**Teks Bacaan**
##############################
Saturday, August 19, 2017

Jokowi menenun kain kebangsaan

Orang tidak pernah menduga bahwa pada acara pidato kenegaraan di hadapan sidang tahunan DPR-DPD tanggal 16 Agustus yang lalu, Presiden Joko Widodo (Jokowi) tampil mengenakan pakaian adat Bugis, sedangkan Wakil Presiden Jusuf Kalla (JK) mengenakan pakaian adat Jawa.

Seolah ingin menyampaikan semangat saling menghormati antar suku dan budaya Indonesia, Jokowi yang dari Solo dan JK yang dari Makassar saling bertukar pakaian adat. Pesan itu benar-benar nyata dan meninggalkan kesan mendalam walaupun disampaikan dengan cara yang sederhana. Sejak dulu, gaya Jokowi dalam menyampaikan pesan penting tidak muluk-muluk sehingga mudah sekali dimengerti. Ia tak pernah menggunakan formula yang rumit seperti teori seorang professor, melainkan tindakan nyata yang simple tapi mengena. Namun sesungguhnya, penyederhanaan pesan penting seperti itu sebenarnya hanya bisa dilahirkan oleh kecerdasan seorang professor. Orang sering salah sangka dan berpikir kerumitan berbanding lurus dengan kecerdasan. Tidak. Orang cerdas adalah orang yang bisa menyederhanakan hal-hal yang rumit. Only great minds can afford a simple style, kata Stendhal.
##############################
**Entri yang Diberikan**

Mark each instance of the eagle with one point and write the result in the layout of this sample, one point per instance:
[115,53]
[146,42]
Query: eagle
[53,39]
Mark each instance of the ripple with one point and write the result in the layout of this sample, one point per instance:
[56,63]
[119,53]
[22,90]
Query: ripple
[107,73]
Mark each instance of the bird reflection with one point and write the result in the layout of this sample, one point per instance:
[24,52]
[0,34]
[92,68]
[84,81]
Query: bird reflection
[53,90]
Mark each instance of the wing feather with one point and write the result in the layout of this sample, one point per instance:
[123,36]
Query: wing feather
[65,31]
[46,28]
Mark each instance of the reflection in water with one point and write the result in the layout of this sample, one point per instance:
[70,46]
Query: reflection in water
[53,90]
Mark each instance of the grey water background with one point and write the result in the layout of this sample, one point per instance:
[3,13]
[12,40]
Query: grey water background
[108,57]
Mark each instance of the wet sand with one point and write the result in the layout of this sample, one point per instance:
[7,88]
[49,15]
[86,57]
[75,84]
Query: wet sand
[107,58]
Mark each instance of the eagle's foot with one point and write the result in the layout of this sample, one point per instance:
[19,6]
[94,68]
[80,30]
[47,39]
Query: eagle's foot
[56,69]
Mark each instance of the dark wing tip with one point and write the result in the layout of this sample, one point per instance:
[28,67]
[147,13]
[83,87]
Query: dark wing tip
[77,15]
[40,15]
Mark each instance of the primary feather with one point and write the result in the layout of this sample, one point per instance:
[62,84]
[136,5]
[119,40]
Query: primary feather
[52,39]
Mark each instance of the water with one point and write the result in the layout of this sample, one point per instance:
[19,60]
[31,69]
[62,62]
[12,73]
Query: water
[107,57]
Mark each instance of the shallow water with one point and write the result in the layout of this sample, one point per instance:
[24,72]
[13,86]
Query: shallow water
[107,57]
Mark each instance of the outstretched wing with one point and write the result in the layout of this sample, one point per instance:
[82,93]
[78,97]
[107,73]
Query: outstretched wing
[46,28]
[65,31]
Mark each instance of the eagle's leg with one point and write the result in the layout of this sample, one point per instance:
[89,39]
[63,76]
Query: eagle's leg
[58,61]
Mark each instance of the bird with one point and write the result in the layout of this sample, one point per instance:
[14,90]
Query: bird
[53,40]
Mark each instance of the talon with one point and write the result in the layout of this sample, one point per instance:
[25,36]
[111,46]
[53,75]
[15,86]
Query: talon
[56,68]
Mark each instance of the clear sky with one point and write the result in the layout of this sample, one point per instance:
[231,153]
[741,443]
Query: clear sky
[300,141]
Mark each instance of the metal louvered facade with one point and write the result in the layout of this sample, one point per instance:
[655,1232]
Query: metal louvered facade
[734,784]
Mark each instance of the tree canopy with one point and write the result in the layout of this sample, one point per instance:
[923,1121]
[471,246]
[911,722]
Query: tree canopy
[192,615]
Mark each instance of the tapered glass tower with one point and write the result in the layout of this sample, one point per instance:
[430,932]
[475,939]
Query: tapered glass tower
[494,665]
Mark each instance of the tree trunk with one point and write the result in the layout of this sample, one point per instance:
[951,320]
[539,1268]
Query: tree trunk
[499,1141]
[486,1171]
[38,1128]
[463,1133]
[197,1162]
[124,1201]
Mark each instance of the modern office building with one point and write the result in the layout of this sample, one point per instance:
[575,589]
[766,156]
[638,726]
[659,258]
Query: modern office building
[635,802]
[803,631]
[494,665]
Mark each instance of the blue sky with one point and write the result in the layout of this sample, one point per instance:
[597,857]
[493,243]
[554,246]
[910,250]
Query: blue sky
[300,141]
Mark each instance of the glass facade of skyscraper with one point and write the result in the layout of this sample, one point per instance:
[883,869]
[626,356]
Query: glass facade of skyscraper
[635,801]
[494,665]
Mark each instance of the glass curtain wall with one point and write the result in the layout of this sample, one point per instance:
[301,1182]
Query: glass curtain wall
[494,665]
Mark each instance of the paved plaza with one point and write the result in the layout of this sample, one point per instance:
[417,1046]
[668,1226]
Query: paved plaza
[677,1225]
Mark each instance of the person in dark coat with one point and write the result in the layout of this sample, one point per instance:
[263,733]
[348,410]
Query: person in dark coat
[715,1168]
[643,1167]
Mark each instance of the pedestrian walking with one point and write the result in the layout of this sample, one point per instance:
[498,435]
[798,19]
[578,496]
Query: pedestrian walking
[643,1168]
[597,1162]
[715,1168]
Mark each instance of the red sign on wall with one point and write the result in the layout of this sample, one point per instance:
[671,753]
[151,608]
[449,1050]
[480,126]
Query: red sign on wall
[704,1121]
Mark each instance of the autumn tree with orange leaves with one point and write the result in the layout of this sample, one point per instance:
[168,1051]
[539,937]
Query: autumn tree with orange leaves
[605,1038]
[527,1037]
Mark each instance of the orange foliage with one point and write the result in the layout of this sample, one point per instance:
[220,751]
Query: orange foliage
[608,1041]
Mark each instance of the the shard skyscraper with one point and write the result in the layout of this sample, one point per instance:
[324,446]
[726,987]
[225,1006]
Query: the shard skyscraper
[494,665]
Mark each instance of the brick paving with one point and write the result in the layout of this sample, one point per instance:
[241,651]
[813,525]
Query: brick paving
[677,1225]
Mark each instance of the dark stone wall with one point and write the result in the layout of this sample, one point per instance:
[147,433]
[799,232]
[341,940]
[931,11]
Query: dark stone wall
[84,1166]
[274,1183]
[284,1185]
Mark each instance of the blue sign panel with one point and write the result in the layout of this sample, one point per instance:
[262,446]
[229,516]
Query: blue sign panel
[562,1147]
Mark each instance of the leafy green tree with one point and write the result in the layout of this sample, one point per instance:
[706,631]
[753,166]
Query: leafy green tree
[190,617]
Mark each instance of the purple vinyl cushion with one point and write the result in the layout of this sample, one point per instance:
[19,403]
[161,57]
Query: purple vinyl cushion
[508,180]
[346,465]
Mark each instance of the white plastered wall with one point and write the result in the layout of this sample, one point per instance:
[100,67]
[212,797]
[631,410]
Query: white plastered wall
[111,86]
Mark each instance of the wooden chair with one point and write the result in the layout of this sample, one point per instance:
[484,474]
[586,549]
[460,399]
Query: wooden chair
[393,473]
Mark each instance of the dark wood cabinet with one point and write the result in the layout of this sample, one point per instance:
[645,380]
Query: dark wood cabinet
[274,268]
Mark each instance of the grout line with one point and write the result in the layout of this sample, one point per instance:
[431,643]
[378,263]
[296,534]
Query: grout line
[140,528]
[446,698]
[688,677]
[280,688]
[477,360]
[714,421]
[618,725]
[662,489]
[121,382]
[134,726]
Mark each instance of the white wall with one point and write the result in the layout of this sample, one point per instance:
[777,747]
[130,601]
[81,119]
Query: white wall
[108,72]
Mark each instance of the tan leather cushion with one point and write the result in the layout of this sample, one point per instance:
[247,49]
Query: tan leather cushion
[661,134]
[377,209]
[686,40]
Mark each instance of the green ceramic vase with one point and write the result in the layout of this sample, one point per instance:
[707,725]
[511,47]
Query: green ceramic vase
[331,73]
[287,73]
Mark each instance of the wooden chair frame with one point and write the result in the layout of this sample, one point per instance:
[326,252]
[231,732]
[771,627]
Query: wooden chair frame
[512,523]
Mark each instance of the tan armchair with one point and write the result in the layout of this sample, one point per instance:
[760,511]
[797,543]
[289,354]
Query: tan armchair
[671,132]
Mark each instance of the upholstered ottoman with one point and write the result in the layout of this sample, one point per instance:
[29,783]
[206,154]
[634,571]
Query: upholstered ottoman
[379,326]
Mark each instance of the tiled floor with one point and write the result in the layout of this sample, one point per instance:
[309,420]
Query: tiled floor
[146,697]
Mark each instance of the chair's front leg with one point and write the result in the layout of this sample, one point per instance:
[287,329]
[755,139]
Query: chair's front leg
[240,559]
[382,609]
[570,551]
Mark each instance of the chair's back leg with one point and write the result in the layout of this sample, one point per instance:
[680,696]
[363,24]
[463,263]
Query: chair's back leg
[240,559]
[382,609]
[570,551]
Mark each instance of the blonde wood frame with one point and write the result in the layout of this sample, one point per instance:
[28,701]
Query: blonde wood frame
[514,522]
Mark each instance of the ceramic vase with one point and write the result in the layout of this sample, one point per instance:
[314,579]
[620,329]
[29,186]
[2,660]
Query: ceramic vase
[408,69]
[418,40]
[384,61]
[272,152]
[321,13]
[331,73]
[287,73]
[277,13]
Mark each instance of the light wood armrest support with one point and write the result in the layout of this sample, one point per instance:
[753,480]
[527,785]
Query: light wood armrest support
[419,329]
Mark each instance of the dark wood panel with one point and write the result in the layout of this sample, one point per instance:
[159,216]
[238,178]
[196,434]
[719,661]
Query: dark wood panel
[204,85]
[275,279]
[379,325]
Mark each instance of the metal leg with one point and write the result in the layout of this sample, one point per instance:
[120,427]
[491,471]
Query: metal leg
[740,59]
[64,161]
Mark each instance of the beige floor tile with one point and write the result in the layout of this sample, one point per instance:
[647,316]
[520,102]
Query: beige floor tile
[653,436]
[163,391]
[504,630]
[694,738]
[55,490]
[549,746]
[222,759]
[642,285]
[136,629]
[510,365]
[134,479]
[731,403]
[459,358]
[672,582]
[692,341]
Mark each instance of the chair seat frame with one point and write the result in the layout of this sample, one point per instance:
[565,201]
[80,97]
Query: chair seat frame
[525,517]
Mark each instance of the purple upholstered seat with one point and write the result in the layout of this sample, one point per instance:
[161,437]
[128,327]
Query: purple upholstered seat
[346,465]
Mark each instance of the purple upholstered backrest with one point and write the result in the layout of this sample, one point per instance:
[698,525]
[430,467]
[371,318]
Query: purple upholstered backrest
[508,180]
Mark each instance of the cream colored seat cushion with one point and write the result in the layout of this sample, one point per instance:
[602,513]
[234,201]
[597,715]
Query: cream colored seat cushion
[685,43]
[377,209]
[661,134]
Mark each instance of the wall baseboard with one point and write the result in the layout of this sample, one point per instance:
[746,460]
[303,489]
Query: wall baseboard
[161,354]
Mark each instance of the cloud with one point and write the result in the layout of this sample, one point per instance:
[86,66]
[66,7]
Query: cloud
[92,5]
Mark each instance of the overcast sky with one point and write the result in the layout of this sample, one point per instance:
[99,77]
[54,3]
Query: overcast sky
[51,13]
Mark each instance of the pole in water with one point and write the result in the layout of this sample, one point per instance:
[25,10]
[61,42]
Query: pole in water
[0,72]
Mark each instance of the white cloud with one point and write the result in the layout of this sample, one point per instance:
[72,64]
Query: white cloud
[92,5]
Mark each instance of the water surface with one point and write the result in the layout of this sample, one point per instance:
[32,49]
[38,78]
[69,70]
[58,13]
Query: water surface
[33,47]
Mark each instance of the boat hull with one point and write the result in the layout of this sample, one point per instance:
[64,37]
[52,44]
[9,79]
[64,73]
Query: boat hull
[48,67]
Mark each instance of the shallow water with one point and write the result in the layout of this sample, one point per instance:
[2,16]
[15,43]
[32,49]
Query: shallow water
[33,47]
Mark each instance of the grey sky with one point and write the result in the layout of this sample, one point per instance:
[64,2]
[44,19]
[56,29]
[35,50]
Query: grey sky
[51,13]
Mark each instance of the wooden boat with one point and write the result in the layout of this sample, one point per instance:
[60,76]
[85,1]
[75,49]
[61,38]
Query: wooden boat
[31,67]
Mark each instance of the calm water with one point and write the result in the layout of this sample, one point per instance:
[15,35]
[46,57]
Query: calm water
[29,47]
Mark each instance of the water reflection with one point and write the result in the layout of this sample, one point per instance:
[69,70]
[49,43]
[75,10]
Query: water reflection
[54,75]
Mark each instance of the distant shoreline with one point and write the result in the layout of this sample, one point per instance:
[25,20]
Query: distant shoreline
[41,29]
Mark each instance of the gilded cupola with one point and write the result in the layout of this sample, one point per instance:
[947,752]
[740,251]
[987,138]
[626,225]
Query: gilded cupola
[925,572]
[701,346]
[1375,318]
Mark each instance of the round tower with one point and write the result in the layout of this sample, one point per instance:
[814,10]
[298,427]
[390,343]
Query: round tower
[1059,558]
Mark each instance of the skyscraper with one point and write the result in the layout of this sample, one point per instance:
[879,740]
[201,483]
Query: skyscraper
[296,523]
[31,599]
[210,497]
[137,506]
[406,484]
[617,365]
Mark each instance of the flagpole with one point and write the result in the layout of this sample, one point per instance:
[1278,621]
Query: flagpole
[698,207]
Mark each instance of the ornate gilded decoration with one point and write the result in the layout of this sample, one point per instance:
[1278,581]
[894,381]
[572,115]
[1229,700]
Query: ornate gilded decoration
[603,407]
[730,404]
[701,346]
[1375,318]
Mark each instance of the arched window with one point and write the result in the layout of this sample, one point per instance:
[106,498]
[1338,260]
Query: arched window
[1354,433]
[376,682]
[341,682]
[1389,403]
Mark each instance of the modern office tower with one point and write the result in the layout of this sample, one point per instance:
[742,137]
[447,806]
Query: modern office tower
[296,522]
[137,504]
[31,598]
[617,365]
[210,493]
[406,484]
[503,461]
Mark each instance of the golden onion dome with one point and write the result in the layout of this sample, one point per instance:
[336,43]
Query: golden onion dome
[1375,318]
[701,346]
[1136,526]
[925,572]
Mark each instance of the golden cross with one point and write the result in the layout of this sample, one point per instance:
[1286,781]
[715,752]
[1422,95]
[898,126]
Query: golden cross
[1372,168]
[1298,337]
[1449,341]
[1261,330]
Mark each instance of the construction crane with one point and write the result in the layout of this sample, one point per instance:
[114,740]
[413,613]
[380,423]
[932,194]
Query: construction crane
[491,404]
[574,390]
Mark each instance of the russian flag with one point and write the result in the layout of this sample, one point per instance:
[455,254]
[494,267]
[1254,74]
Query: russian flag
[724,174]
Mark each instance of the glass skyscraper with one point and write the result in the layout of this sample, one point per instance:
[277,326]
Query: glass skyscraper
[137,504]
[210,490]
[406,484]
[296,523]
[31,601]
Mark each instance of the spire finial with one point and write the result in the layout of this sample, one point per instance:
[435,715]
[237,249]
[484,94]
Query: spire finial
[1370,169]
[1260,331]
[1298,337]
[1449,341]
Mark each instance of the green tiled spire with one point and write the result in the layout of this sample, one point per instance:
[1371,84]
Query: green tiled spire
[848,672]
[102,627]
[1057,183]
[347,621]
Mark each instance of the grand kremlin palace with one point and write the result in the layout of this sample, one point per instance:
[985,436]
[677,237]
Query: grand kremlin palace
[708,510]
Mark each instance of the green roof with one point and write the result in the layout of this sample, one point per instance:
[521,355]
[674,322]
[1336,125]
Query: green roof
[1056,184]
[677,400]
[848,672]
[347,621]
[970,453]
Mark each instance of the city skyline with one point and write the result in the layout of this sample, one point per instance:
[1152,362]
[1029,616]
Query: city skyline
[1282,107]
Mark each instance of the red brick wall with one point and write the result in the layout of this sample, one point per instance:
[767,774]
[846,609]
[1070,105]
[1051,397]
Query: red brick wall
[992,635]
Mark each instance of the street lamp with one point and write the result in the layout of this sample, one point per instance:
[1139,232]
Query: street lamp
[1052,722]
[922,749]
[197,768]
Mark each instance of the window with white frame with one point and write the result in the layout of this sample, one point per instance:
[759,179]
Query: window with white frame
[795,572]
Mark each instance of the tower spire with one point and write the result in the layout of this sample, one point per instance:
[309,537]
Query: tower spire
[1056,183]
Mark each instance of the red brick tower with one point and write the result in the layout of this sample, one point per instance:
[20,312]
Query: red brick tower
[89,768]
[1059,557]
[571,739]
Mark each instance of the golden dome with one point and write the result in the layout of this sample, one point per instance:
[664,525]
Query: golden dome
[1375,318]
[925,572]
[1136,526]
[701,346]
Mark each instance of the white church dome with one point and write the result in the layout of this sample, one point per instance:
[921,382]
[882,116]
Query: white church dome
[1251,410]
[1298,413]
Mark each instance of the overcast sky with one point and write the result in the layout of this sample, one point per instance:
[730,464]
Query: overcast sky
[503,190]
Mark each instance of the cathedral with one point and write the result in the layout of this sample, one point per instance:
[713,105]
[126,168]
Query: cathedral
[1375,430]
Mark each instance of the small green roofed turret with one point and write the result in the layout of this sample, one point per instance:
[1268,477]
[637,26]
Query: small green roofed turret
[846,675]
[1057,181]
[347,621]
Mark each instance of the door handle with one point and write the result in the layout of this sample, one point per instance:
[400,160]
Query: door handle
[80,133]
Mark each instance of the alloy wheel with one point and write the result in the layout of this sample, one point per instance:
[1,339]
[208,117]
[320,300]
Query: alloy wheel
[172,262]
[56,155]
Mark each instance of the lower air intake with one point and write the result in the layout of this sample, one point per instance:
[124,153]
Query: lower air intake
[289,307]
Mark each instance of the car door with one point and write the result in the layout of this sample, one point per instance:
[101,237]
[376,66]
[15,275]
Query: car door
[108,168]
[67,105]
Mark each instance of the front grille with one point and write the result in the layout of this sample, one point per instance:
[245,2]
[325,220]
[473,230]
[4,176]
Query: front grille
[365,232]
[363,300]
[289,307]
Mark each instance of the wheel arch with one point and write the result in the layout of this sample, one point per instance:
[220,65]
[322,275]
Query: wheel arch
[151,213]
##############################
**Tugas Latihan A**
Tuliskan semua nama orang yang muncul dalam bacaan tentang pakaian adat Jokowi dan JK.
**Tugas Latihan B**
Cocokkan pernyataan berikut dengan bacaan tentang pakaian adat Jokowi dan JK, lalu jawab ya atau tidak beserta kutipan kata-kata yang menentukan: (i) Jokowi mengenakan pakaian adat Jawa dalam pidato kenegaraan itu. (ii) JK berasal dari Makassar. (iii) Menurut bacaan, orang cerdas bisa menyederhanakan hal-hal yang rumit.
**Tugas Latihan C**
Teruskan bacaan tentang pertukaran pakaian adat Jokowi dan JK mulai setelah kutipan dari Stendhal.
Entri tersebut tidak diperlukan untuk tugas-tugas ini.

**Jawaban Latihan A**
Joko Widodo (Jokowi), Jusuf Kalla (JK), Stendhal

**Jawaban Latihan B**
(i) Tidak: "Presiden Joko Widodo (Jokowi) tampil mengenakan pakaian adat Bugis"
(ii) Ya: "JK yang dari Makassar"
(iii) Ya: "Orang cerdas adalah orang yang bisa menyederhanakan hal-hal yang rumit."

**Jawaban Latihan C**
Pertukaran pakaian adat itu mempunyai makna penting di tengah-tengah memudarnya semangat kebangsaan kita yang terjadi belakangan ini. Betapa tidak, mengenakan pakaian adat dari suku lain di acara besar semacam itu merupakan bentuk penghormatan. Dengan berbusana adat Bugis itu Jokowi seolah ingin mengatakan, “Aku tanggalkan Jawaku, dan dengan segala kerendahanhati terimalah aku di rumah Bugismu.” Hal yang sama pula dengan JK, ketika ia merelakan pakaian adat kebanggaannya untuk dikenakan oleh Jokowi, sementara ia sendiri mengenakan beskap dan blangkon tanda keikhlasannya menjadi Jawa. Itulah simbol toleransi, dimana pertukaran pakaian adat yang menjadi simbol kebanggaan daerah itu seolah menyampaikan pesan bahwa “Aku adalah engkau dan engkau adalah aku, dan kita adalah Indonesia.

Tidak cukup dengan kejutan di tanggal 16 Agustus, keesokan harinya Jokowi, JK, semua menteri dan staf kepresidenan hingga pegawai istana tampil dengan berbusana daerah dalam memperingati detik-detik proklamasi di Istana Negara 17 Agustus. Jokowi mengenakan pakaian adat Banjar dari Kalimantan Selatan, yang dijahit oleh penjahit lokal dari tailor “Busana Mawar” di Banjarmasin.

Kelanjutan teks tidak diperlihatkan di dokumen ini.